▶ **PROBLEM TO WORK ON**
Copy out all the lines exactly. Omit pictures.

Location identification items:
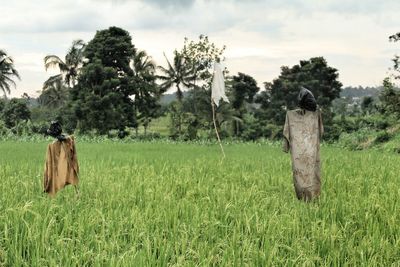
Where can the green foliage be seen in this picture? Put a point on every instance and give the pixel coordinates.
(242, 91)
(147, 93)
(69, 68)
(101, 100)
(177, 73)
(390, 99)
(7, 73)
(15, 111)
(314, 74)
(200, 57)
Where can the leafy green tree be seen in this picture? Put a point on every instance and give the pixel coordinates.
(102, 98)
(200, 57)
(314, 74)
(242, 91)
(69, 68)
(367, 105)
(15, 111)
(7, 73)
(147, 92)
(390, 98)
(54, 94)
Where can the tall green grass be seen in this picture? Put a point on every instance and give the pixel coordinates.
(161, 204)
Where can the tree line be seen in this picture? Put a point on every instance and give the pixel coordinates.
(108, 84)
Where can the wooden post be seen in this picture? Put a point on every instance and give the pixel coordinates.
(215, 127)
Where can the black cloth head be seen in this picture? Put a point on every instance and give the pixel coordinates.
(307, 100)
(55, 131)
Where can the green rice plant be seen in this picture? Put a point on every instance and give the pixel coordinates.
(166, 203)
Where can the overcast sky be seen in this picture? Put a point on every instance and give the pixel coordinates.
(260, 36)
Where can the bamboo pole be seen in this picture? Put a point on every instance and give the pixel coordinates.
(215, 127)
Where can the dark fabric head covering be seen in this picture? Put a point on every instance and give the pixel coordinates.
(55, 131)
(306, 100)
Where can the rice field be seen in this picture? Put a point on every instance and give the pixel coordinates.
(167, 204)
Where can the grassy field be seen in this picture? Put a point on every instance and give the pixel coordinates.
(160, 204)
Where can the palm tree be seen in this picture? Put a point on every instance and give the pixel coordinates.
(69, 68)
(143, 65)
(54, 94)
(147, 92)
(177, 73)
(7, 73)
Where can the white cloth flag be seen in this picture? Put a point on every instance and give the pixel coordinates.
(218, 85)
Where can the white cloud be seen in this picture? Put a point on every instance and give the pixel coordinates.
(261, 35)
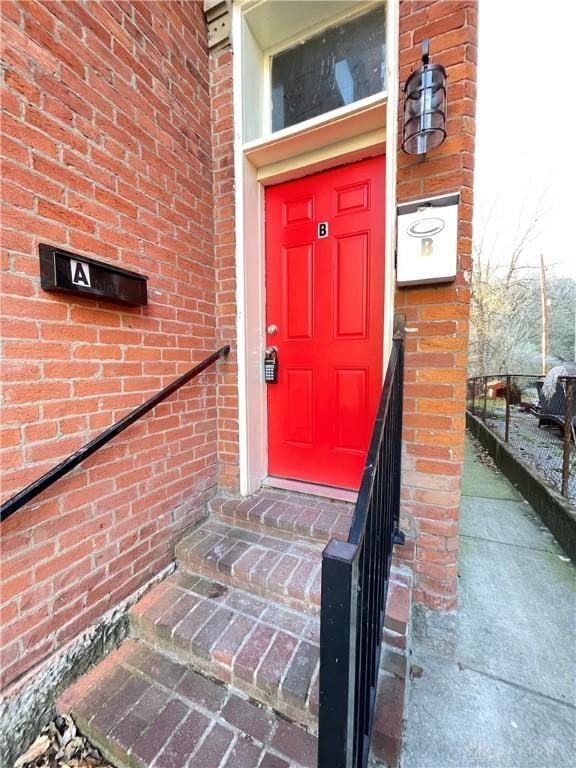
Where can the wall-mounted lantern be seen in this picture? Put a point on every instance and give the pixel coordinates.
(424, 107)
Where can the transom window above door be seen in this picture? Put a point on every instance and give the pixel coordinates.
(336, 67)
(302, 60)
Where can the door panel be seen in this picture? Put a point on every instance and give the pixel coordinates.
(325, 295)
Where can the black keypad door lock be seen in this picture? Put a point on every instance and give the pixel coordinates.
(271, 365)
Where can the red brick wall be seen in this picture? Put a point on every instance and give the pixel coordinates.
(437, 317)
(225, 263)
(106, 152)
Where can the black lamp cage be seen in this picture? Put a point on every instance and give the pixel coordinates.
(424, 107)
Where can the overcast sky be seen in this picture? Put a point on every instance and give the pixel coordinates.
(526, 124)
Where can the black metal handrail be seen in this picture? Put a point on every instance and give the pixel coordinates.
(355, 578)
(31, 491)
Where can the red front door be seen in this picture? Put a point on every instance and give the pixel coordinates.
(325, 295)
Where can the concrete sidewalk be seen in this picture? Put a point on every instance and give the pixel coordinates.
(494, 682)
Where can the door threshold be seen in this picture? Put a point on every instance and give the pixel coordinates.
(312, 489)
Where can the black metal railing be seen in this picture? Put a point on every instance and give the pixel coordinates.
(355, 577)
(31, 491)
(539, 423)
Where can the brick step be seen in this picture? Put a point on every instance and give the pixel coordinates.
(263, 649)
(394, 678)
(275, 567)
(306, 516)
(145, 710)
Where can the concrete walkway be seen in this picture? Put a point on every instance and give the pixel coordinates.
(494, 682)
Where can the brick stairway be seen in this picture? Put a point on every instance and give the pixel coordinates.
(222, 665)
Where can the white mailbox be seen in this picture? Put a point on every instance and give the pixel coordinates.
(427, 250)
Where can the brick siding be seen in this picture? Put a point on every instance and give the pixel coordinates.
(107, 153)
(437, 317)
(118, 144)
(225, 263)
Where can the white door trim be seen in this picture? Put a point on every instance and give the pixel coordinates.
(250, 261)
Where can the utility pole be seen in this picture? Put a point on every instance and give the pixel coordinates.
(545, 319)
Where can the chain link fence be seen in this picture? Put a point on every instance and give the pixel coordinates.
(541, 428)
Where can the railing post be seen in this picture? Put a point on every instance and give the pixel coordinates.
(507, 428)
(398, 536)
(568, 430)
(337, 655)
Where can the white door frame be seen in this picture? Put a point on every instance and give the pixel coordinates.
(277, 159)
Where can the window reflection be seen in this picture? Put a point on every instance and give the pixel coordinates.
(337, 67)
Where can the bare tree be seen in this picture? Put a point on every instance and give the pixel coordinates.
(503, 286)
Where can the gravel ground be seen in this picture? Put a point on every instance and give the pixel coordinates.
(540, 447)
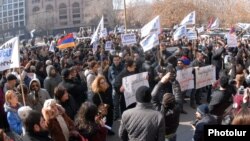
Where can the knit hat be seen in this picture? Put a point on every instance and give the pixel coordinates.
(65, 73)
(143, 94)
(203, 109)
(11, 77)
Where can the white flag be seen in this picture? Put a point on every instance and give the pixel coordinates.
(9, 54)
(244, 26)
(151, 27)
(32, 33)
(201, 29)
(99, 28)
(215, 24)
(149, 42)
(189, 19)
(180, 32)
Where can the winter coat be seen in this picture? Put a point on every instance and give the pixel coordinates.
(51, 82)
(142, 123)
(14, 120)
(38, 100)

▶ **ANSWER TO THE TASK**
Where can the green foliage be seen in this picture? Put a point on every instance and give the pixel coordinates.
(242, 91)
(147, 93)
(69, 68)
(101, 100)
(177, 73)
(390, 99)
(7, 73)
(15, 111)
(314, 74)
(200, 57)
Where can the leafy green tree be seen in this picture? Put a point on every instance and give the pixel coordinates.
(102, 98)
(200, 57)
(314, 74)
(242, 91)
(69, 68)
(367, 105)
(15, 111)
(7, 73)
(147, 92)
(390, 98)
(54, 94)
Where can the tall green grass be seen in this picture? Put a point on every instance and give the pixel coordinates.
(161, 204)
Where can the tree line be seen in this picture? Put a point on every instance and give the pixel coordinates.
(108, 84)
Where can the wooden post be seen in this picture? Put a point on every instance and give the pixel coordinates.
(215, 127)
Where can the black cloth head be seen in this picture? Put a point on every instance and give the pixel coordinates.
(307, 100)
(55, 131)
Where can the green rice plant be seen in this picture? Put a point on every instance and give the pixel coordinates.
(166, 203)
Where can the overcast sky be seen in this picture? Put a point on every instance and give the pixel coordinates.
(260, 36)
Where can the bamboo pole be seen in this picture? Put a point on every instance and give the pixel coordinates.
(215, 127)
Where can the dark fabric head covering be seen in this picture? Put a point on every instance and give the pixel coordinates.
(55, 131)
(306, 100)
Where can the rice field be seen in this picture? Put a point on every instance and give the pixel coordinates.
(167, 204)
Where can the grassy field be seen in this picture? Put a point on every instance and give the pixel coordinates.
(160, 204)
Where can the palm tree be seen in this picture? Put a point on every instance and give the pixel coordinates.
(69, 68)
(143, 65)
(54, 94)
(147, 92)
(177, 73)
(7, 73)
Where can the white cloth flag be seen in this picture? Put a point on every instance and give the pixel coordinates.
(218, 85)
Where can the white cloud be seen in this picture? Put a point on every instance and give the pixel coordinates.
(261, 35)
Where can the wall-mounted lantern be seen in this picture? Put a point on every instance and give the pixel coordinates.
(424, 107)
Where can the transom window above door be seen in this picture? Put a point on every instance and give the pixel coordinates.
(336, 67)
(302, 60)
Where can the door panel be seen in this picture? Put a point on every instance and give the pixel coordinates.
(325, 295)
Where can the black keypad door lock be seen in this picture? Put a point on every instance and give the pixel coordinates.
(271, 365)
Where can the red brick wall be seen in this picture? Put a point on every instance and give the pixel coordinates.
(437, 317)
(225, 263)
(106, 152)
Where can the black lamp cage be seen in this picture? Put a point on every instance and give the pixel coordinates.
(424, 107)
Where can the overcast sky be seen in this picture? Put a point on every instance and give the pixel coordinates.
(526, 124)
Where can the black metal handrail be seen in this picture? Put a point on every instance and give the pixel coordinates.
(355, 578)
(31, 491)
Where can the red front door be seen in this picture? Put a point on every instance and give the pixel coordinates.
(325, 295)
Where can the concrete sidewalk be seen in this picture? Put a point on every instance and give the pixel coordinates.
(494, 682)
Where can the door threshold be seen in this picture? Put a point on every instance and give the pixel coordinates.
(312, 489)
Where can the black metal railing be seen in this picture? Put a point on every instance and give the pixel coordinates.
(355, 577)
(31, 491)
(539, 423)
Where can the brick step be seen in this picture? Put a point on every instance and give the pixel coordinates.
(263, 649)
(394, 678)
(275, 567)
(306, 516)
(145, 710)
Where can the concrete walkway be seen in this picture? Put a point on every instance and give the pixel coordinates.
(494, 682)
Where can the brick stairway be seen in this picture? Put a point on every instance and give the pixel coordinates.
(222, 665)
Where can the white mailbox be seen in this picture? Put a point on every instance and give the pixel coordinates.
(427, 250)
Where can the brick siding be seen in this picture? Put a point on every instance and give the pixel coordinates.
(107, 153)
(437, 317)
(118, 144)
(225, 263)
Where can the white door trim be seen in this picture? Put a point on every instance and give the pixel coordinates.
(250, 261)
Where can the utility pole be seen in this picture? Put a point on every instance and give the pixel coordinates.
(545, 319)
Where can the chain link fence be seen in this picture? Put a point on every instance and give the pixel coordinates.
(541, 428)
Where can the railing post be seen in this picture? Put a point on every instance and give the pixel coordinates.
(507, 428)
(398, 536)
(568, 430)
(337, 655)
Where can the white door frame be seen in this picture? Put a point on every instance and give the pixel coordinates.
(277, 159)
Where can the window reflection be seen in this picture? Put a point on every instance and give the pixel coordinates.
(337, 67)
Where can the bare tree be seen in this picture? Put a point on every instance and give the pixel coordinates.
(503, 286)
Where can the gravel ground be seen in this picture? Put a point on every instance and give the pixel coordinates.
(540, 447)
Where can the knit hat be seen in this picture? Put a point on every instance and give the pixel coordinates.
(65, 73)
(143, 94)
(203, 109)
(11, 77)
Where can the white flag be seen in this picture? Put a point on every instance and give the pixel coordinates.
(9, 54)
(244, 26)
(151, 27)
(32, 33)
(201, 29)
(99, 28)
(215, 24)
(149, 42)
(189, 19)
(180, 32)
Where can the winter coat be seen in this picture? Put a point on every instance and give the pixel coordinates.
(51, 82)
(142, 123)
(14, 120)
(38, 100)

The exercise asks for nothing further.